Source document =
Sleep Ambivalence, Part 2

I first discussed suffering from Sleep Ambivalence here:

I’m sure there’s a lot more to my problems of not being able to fall and stay asleep than I discussed in that post, and for this post, I’ll talk about one more.

I’ve had numerous MRIs, listed here:

My pain doctor ordered the last ones I had taken, and although I received a report with each MRI indicating what was found, I had to see another specialist to discuss my options for treatment.  ($$$$$$$)  For my cervical spine MRIs, I saw two different neurologists.

The first specialist only talked about the option of surgery, which would include fusing together the vertebrae in my neck.  (Maybe this guy was a neurosurgeon, not a neurologist — I’ve seen so many doctors, I just can’t remember.)  Since I already have a limited range of motion in my neck, that didn’t sound like a good idea to me.  After giving me the details of this kind of surgery (but none of the risks or likely outcomes), he asked me when I wanted to schedule the procedure. He looked at his appointment book and said he could do it within the next couple of days…

And I thought I needed a second opinion.

The second specialist I saw was recommended to me by an attorney I used to work for, and I don’t think the doctor would have seen me without this connection.  This doctor actually looked at my MRI films and read the reports.  He asked me if I had numbness in my hands and feet, and I said it was intermittent, but not constant.  So he said that he would not recommend surgery at this point, but when the numbness became constant, to come back and see him.

It was about 3 or 4 years ago when I had an episode of constant numbness in my left arm.  I woke up one day and was unable to move it.  After a few days, the feeling in my arm started to come back, but it took a couple of weeks for it to fully return. I assume this was due to my degenerative disk disease and also spinal stenosis, which back in 2009, was listed as “mild.”

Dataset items
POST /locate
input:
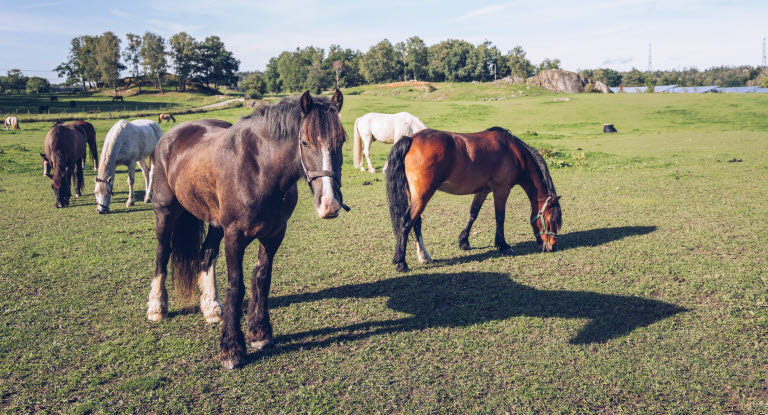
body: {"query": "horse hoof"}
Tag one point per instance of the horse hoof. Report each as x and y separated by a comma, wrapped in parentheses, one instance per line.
(262, 344)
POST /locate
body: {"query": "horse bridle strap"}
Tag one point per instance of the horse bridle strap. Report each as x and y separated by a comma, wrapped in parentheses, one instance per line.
(314, 174)
(544, 230)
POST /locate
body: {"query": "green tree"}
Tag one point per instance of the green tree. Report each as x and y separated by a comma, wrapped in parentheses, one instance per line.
(417, 57)
(255, 85)
(108, 59)
(153, 57)
(518, 64)
(132, 57)
(36, 85)
(380, 63)
(185, 54)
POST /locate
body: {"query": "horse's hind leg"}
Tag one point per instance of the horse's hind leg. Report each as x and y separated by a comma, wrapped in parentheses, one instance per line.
(146, 172)
(157, 306)
(421, 250)
(477, 203)
(131, 174)
(210, 303)
(259, 326)
(499, 202)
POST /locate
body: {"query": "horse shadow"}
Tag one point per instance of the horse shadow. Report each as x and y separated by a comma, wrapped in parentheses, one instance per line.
(590, 238)
(466, 299)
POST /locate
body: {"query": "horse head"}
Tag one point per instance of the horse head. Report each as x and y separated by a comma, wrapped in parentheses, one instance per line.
(320, 142)
(547, 223)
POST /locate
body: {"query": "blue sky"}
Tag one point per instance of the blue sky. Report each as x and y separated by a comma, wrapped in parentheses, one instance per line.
(35, 34)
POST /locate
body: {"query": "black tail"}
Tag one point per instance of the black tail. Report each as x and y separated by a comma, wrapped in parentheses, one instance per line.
(397, 183)
(186, 244)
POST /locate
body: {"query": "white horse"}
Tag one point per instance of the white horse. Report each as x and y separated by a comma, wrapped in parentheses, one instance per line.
(11, 123)
(387, 128)
(127, 143)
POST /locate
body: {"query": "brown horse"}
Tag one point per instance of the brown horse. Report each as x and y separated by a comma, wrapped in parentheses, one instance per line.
(241, 180)
(64, 156)
(166, 117)
(493, 160)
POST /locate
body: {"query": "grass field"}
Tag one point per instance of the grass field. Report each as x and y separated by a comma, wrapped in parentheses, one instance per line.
(655, 303)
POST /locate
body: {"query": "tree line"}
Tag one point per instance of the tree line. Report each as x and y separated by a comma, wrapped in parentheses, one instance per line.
(451, 60)
(96, 61)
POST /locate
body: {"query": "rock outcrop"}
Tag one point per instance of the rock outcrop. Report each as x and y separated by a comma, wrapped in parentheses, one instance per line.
(560, 80)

Problem set =
(a) In the sleep ambivalence post, who recommended the second specialist?
(b) Transcribe the sleep ambivalence post from "The second specialist I" up to and including "and see him.".
(c) Continue the sleep ambivalence post from its final sentence onward.
The data were drawn from a separate source.

Responses to the exercise =
(a) An attorney the writer used to work for.

(b)
The second specialist I saw was recommended to me by an attorney I used to work for, and I don’t think the doctor would have seen me without this connection.  This doctor actually looked at my MRI films and read the reports.  He asked me if I had numbness in my hands and feet, and I said it was intermittent, but not constant.  So he said that he would not recommend surgery at this point, but when the numbness became constant, to come back and see him.

(c)
No, I didn’t see a doctor during or after this episode, because all they can do for it is surgery. And since my TMJ surgery just made my pain worse, and surgery is a major trauma on the body (including on the neurons that produce pain), I’m not interested in being cut on again.

While the numbness in my hands and feet have increased as the years go by, it is still not constant. However, I can’t stay in one position for very long or the tingling and numbness gets worse.

This is another reason why I have trouble falling asleep — not only do I have to find a position that doesn’t cause this numbness to get worse, but I also have the fear that I’ll move into a position while I’m asleep that will result in the loss of feeling in one of my extremities.  That I’ll wake up and not be able to move an arm or a leg.

And to top it all off, this numbness doesn’t decrease the pain, as you might think, since most of my pain is in my head.  But also, the tingly feeling of numbness is quite uncomfortable and often painful, which is the symptom doctors call neuropathy (which just means nerve pain).  When I had access to medical cannabis, the neuropathy wasn’t as bad, and the episodes didn’t last as long.

Oddly enough, I also have spots of intermittent tingling in my head.  I don’t know if my head could ever become completely numb, like my arm did, but I don’t think so.  However, if that happens, maybe then the pain will finally decrease.  (Just wishful thinking on my part.)